─── Dataset ───
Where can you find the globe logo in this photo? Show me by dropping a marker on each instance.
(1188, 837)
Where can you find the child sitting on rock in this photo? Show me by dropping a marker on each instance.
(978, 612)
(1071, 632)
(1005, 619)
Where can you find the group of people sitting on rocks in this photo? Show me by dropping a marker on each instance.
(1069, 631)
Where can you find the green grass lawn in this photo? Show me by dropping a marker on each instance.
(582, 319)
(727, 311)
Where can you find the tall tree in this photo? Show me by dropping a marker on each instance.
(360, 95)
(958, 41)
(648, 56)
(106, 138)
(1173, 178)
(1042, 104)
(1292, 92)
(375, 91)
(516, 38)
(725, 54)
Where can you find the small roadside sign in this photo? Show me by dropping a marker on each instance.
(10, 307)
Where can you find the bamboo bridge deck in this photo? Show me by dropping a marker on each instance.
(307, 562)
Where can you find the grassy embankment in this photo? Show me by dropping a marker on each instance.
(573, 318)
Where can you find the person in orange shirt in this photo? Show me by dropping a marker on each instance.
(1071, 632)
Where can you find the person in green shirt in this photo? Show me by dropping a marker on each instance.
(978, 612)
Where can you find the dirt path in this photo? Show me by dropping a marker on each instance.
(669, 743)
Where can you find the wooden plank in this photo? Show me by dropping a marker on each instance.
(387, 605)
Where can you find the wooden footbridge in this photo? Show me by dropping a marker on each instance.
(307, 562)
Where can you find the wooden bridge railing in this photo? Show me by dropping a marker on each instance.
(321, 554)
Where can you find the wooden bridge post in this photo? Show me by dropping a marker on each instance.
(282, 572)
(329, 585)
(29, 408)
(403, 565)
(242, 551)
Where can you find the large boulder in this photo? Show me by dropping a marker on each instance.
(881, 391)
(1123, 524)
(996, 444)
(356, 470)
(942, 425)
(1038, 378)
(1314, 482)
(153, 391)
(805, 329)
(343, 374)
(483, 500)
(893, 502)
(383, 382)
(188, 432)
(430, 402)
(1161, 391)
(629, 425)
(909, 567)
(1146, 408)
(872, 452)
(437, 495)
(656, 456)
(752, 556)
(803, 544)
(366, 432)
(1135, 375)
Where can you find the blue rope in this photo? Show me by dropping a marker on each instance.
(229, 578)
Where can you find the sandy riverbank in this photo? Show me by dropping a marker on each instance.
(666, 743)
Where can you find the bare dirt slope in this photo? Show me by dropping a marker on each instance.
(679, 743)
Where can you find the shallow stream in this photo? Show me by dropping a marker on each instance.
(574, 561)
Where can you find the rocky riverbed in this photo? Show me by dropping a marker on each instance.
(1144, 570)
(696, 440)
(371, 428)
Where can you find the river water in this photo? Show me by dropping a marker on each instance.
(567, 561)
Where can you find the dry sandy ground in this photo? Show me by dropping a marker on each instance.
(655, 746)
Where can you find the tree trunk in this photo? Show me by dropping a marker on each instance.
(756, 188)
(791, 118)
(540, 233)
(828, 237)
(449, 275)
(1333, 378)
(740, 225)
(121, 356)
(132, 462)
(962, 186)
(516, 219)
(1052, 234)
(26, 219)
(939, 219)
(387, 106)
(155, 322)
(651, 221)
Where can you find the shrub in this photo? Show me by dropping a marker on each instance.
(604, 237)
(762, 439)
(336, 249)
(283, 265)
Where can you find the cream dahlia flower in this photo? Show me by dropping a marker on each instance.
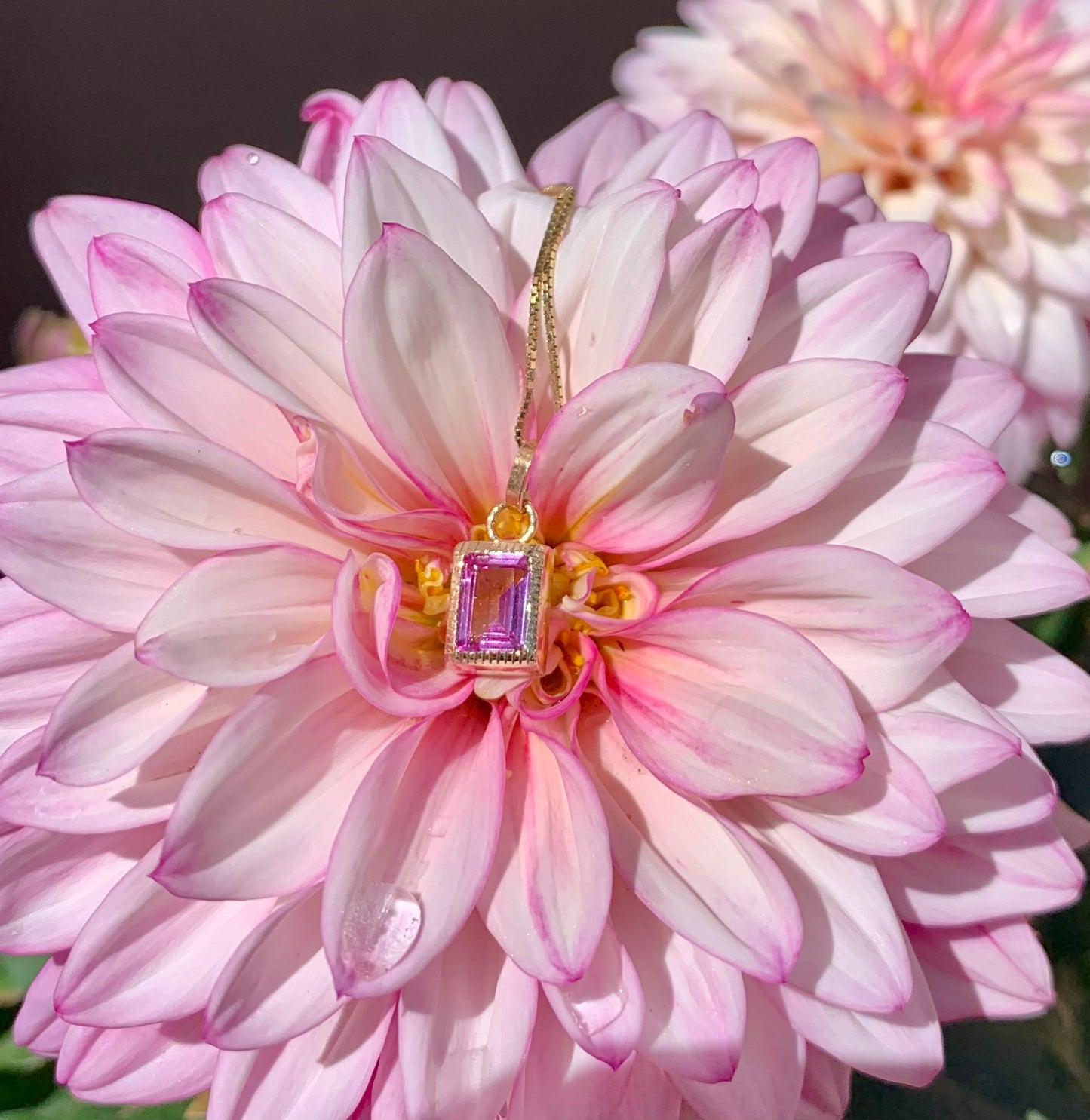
───
- _Aim_
Convert the data from the line containing "Where can you find the child" down to the line containing "(1069, 631)", both included, into a two-column CSV with the headers instruction and points. Each row pairs one line of text with all the coordinate lines beneath it, with each field in quotation marks and line breaks replaced by spaces.

- _Written response_
instruction,points
"Where can you find the child sitting on rock in this photo? Show me by dropping a marker on each instance.","(978, 612) (1071, 632) (1005, 619)"
"Where can you find the group of people sitting on rocks in this photo? Show me by dropping a marker on each instance.","(1069, 631)"